== TEXT EXCERPT ==
Without wishing to absolve oneself of reviewer's responsibility right out of the blocks, it’s a tough task to keep up with what Pete Swanson has been doing. In fact, over the decade or so he’s been sharing his music with the world, I’d wager that even Pete Swanson hasn’t entirely kept up with what Pete Swanson has been doing.
Now based in New York, until 2008 Pete was half of Portland duo Yellow Swans, who did nothing to confound stereotypes about American CD-R noise dudes by releasing music at a virtually uncataloguable rate. As someone who appreciated their blackly psychedelic rumble of bespoke synths and anti-rock guitar, but didn’t have the time or money to hear every Yellow Swans offering, they were always vaguely frustrating – maybe I was looking in the wrong places, but there seemed to be little consensus as to their essential releases, and they perhaps fell down the back of the noise sofa as a result.

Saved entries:

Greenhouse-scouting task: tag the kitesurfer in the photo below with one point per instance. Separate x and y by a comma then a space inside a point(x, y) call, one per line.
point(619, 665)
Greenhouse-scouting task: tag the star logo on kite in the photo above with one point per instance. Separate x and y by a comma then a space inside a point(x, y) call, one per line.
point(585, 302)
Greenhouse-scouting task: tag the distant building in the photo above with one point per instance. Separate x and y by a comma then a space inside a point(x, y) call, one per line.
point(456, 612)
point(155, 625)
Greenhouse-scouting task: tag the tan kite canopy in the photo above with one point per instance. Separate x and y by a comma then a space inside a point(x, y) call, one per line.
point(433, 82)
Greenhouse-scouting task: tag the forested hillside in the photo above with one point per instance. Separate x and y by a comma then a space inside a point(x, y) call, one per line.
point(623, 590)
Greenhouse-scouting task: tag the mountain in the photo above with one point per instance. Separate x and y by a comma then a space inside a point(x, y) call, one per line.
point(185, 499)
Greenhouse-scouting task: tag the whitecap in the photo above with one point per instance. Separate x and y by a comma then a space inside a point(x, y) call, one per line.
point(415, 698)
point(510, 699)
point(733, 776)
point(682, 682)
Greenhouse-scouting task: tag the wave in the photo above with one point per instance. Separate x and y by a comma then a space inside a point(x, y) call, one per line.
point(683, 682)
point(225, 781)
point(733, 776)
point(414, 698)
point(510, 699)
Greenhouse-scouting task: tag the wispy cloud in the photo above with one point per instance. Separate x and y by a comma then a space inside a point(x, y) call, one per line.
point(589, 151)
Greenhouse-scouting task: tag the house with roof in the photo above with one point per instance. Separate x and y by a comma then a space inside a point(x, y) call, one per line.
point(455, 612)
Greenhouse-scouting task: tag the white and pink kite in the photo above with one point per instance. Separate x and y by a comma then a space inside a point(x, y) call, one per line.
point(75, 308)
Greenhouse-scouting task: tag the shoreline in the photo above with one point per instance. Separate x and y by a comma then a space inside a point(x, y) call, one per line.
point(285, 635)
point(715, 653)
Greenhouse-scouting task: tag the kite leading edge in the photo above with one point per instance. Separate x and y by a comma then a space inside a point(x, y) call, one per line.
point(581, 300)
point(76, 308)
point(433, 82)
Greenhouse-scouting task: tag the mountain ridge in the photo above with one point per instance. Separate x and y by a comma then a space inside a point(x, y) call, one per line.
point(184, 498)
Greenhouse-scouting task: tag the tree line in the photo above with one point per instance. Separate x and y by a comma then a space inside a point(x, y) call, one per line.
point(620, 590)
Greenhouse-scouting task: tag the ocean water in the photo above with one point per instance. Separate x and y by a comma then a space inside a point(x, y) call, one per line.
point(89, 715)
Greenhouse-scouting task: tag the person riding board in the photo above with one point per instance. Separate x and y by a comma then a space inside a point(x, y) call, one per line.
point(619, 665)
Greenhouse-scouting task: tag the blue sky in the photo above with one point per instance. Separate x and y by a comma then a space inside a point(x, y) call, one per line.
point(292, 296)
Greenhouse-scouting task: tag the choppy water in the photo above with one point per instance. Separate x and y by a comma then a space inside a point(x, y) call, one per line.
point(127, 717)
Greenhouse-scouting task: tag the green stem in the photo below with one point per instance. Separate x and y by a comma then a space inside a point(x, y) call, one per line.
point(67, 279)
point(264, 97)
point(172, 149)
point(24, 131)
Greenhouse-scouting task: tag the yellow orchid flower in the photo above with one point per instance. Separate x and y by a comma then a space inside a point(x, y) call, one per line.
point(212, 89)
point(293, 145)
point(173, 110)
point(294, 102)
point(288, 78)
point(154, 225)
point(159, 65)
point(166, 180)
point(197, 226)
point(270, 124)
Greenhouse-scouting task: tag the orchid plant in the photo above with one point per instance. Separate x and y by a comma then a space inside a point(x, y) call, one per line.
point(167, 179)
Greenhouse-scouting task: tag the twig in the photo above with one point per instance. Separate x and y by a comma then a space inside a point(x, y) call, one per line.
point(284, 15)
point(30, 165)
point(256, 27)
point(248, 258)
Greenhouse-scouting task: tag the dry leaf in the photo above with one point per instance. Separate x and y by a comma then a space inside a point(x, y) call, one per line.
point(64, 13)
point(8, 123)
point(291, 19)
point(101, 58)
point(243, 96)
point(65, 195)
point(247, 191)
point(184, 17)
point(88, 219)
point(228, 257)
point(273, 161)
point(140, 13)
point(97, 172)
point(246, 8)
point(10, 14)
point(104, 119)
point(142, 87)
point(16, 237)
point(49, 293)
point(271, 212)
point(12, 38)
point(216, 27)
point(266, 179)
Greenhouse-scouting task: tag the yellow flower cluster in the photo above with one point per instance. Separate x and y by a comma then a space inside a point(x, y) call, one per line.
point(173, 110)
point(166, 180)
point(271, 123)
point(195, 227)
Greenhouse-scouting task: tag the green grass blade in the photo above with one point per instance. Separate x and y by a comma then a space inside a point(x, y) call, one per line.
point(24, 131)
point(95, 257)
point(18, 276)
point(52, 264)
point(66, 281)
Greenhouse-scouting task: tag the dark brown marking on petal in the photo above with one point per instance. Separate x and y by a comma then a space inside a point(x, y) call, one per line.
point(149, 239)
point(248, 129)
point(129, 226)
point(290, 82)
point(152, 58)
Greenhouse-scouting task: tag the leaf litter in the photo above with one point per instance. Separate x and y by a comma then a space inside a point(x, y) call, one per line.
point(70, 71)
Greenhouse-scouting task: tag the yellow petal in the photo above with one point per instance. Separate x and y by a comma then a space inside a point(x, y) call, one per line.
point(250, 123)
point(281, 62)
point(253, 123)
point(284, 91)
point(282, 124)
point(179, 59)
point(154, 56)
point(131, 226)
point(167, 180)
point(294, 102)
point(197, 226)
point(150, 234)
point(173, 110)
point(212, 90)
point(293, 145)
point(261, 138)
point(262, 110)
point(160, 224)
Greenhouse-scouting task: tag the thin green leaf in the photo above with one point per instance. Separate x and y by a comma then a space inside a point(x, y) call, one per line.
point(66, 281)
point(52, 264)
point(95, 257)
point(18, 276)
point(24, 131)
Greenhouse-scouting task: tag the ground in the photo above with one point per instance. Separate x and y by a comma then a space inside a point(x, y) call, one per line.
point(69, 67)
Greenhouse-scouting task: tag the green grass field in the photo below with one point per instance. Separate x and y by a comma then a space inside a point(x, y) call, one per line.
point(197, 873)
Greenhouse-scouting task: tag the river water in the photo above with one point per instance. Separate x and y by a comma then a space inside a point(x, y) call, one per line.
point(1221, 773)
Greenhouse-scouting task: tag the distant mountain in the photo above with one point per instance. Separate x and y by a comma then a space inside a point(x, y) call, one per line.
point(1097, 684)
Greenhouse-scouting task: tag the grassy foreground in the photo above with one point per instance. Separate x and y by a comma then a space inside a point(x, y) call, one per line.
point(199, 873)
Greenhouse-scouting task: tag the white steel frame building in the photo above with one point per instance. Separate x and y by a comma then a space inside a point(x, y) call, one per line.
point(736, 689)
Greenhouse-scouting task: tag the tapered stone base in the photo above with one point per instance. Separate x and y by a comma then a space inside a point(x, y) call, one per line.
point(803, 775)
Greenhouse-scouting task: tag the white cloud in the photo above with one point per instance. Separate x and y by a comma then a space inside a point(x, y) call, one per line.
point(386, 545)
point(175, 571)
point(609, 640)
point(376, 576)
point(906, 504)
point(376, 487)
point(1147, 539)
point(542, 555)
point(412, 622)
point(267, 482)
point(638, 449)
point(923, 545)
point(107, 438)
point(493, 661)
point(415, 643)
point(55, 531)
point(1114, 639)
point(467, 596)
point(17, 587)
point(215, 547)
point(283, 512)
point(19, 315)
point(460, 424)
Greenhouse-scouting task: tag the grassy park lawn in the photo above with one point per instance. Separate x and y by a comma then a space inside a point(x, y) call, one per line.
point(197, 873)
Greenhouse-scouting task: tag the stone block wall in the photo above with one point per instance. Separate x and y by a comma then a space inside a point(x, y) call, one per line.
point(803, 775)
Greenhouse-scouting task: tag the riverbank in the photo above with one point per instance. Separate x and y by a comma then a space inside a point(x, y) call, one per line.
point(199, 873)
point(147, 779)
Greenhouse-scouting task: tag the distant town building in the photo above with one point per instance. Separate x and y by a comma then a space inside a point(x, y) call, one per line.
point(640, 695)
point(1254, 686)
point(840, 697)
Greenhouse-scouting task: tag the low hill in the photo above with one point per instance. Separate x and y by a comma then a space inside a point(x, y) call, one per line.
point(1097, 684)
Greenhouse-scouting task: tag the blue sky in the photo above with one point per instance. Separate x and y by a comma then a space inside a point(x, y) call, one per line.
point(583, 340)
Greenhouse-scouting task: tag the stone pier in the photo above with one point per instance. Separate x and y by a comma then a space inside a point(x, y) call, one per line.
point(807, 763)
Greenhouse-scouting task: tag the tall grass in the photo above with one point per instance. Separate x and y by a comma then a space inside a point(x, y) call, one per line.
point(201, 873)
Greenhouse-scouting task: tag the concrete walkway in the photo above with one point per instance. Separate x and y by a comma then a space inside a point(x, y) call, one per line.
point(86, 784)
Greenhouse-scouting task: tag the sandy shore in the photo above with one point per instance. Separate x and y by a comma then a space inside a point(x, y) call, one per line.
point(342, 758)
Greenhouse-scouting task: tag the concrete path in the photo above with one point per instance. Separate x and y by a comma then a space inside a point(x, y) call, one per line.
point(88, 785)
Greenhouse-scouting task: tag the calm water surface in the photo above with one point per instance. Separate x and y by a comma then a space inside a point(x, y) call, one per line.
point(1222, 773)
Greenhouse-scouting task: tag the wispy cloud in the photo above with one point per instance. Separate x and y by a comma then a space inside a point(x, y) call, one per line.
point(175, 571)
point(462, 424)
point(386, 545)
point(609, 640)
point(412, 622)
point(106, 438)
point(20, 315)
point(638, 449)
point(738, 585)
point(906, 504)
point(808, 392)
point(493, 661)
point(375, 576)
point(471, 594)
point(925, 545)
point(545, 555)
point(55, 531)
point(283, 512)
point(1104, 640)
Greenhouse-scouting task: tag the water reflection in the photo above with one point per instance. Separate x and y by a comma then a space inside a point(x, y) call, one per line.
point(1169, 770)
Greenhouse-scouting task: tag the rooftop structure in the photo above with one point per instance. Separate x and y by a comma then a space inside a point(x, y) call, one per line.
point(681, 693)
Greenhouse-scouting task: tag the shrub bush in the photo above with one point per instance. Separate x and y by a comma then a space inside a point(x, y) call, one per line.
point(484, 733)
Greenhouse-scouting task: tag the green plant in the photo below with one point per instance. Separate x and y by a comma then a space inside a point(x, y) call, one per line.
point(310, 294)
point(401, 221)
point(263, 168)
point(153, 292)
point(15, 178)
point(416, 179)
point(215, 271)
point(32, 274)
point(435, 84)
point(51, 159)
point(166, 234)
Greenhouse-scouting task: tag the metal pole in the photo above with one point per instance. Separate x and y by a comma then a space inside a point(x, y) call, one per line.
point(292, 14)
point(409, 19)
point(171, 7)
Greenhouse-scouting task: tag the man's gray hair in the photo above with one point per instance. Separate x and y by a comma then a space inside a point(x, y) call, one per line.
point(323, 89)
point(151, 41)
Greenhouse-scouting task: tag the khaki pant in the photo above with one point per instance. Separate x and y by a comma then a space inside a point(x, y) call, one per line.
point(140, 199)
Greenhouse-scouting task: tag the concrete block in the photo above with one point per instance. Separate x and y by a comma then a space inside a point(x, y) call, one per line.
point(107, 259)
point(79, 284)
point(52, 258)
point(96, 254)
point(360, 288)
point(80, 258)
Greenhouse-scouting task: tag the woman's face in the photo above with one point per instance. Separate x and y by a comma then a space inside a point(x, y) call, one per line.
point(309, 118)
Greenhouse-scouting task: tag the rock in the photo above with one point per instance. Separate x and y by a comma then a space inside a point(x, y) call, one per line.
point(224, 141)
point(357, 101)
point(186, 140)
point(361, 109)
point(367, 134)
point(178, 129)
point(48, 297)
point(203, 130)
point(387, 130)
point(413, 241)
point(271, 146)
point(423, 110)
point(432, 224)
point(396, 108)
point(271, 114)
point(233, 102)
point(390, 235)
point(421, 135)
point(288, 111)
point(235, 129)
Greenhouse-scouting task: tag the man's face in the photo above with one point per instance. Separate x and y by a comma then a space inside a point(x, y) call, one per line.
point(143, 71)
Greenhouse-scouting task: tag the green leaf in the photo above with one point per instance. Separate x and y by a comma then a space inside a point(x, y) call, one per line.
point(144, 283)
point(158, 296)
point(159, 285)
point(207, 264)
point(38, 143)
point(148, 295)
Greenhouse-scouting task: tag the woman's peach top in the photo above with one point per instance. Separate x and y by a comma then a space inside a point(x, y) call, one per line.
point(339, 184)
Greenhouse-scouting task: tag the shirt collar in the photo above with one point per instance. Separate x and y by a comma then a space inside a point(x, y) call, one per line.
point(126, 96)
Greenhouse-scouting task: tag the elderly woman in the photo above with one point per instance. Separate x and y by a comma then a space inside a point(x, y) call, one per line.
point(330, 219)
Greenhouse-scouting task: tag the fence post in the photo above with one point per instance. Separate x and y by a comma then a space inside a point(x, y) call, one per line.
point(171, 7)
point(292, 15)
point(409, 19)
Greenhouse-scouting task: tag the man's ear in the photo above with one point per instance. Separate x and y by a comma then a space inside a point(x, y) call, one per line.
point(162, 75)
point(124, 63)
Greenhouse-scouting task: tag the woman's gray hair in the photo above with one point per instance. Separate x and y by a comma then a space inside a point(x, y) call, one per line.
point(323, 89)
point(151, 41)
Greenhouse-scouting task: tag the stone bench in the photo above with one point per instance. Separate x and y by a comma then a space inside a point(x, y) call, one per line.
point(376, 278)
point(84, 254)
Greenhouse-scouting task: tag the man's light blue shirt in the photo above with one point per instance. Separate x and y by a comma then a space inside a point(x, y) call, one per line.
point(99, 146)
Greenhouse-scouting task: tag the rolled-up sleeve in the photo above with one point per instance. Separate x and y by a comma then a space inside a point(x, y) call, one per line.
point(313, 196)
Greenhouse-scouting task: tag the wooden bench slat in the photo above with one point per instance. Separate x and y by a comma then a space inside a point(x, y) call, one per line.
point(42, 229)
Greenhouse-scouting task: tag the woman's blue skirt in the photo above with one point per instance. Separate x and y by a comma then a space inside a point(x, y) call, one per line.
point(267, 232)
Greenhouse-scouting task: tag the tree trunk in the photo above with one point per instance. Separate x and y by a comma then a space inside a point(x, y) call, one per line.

== EXERCISES ==
**1)** Answer from the Pete Swanson review:
(a) For roughly how long has Pete Swanson been sharing his music with the world?
(b) In what city is he now based?
(c) Until what year was he half of Yellow Swans?
**2)** Write the next part of the Pete Swanson review, picking up after its final sentence.

== RESULTS FOR THE EXERCISE ==
**1)**
(a) A decade or so.
(b) New York.
(c) 2008.

**2)**
Post-Yellow Swans, Pete has quelled his profligacy somewhat, while maintaining the impression that he’s still creative and open-eared. Two notable outlets in the last 12 months have been Sarin Smoke, a collaboration of abstract, boundary-free psych-rock with Charalambides’ Tom Carter (prior to Carter contracting pneumonia, from which he’s thankfully recovered) – and, conversely, music that appears to be the product of an increasing fascination with techno. This is where we find Punk Authority, a four-track EP and Swanson’s debut for Software Records. As with ‘Pro Style’, a 12-inch single which came out late-ish last year, these distortion-damaged loops represent a genuine desire on the producer’s part to get played in actual techno sets.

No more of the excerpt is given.